* Written task:
Find every line in the records below that contains the word "logo" and copy each of those lines.

----- Records supplied -----

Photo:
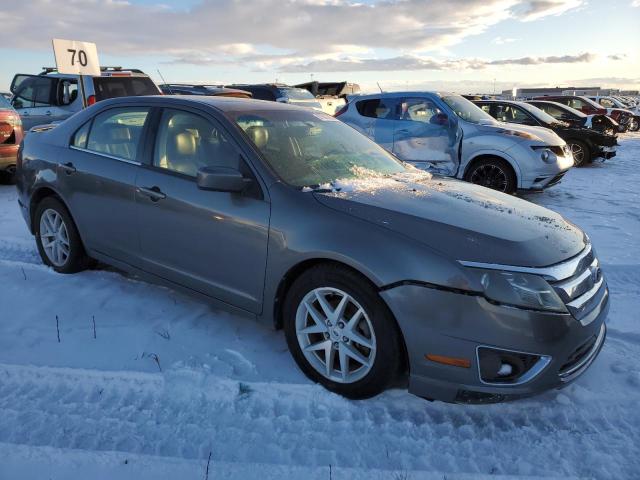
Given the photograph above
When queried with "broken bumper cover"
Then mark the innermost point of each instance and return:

-----
----- Records supplied -----

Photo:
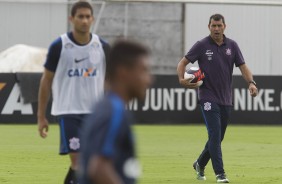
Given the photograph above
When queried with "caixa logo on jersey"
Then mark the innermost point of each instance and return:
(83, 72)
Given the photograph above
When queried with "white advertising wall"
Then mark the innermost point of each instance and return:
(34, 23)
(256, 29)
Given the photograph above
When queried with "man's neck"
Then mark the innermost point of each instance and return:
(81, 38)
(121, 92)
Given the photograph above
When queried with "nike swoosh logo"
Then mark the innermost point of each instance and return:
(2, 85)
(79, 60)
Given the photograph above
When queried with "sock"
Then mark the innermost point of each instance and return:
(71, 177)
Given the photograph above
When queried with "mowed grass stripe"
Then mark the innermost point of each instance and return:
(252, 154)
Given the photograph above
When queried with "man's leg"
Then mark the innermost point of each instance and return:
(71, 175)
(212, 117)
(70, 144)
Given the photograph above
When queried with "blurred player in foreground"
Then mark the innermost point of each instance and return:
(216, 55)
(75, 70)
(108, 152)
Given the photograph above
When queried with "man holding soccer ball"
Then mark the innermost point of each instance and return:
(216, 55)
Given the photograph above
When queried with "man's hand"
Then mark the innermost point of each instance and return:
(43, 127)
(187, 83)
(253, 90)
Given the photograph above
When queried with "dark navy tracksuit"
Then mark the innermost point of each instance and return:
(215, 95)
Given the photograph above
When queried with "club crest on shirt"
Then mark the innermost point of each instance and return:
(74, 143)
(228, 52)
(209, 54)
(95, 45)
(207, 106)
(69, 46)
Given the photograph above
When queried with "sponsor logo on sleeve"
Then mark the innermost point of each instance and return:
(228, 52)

-----

* Written solution:
When queried with "caixa logo on jersey"
When queried with "nike swoosh logo"
When queried with "sponsor logo on sleeve"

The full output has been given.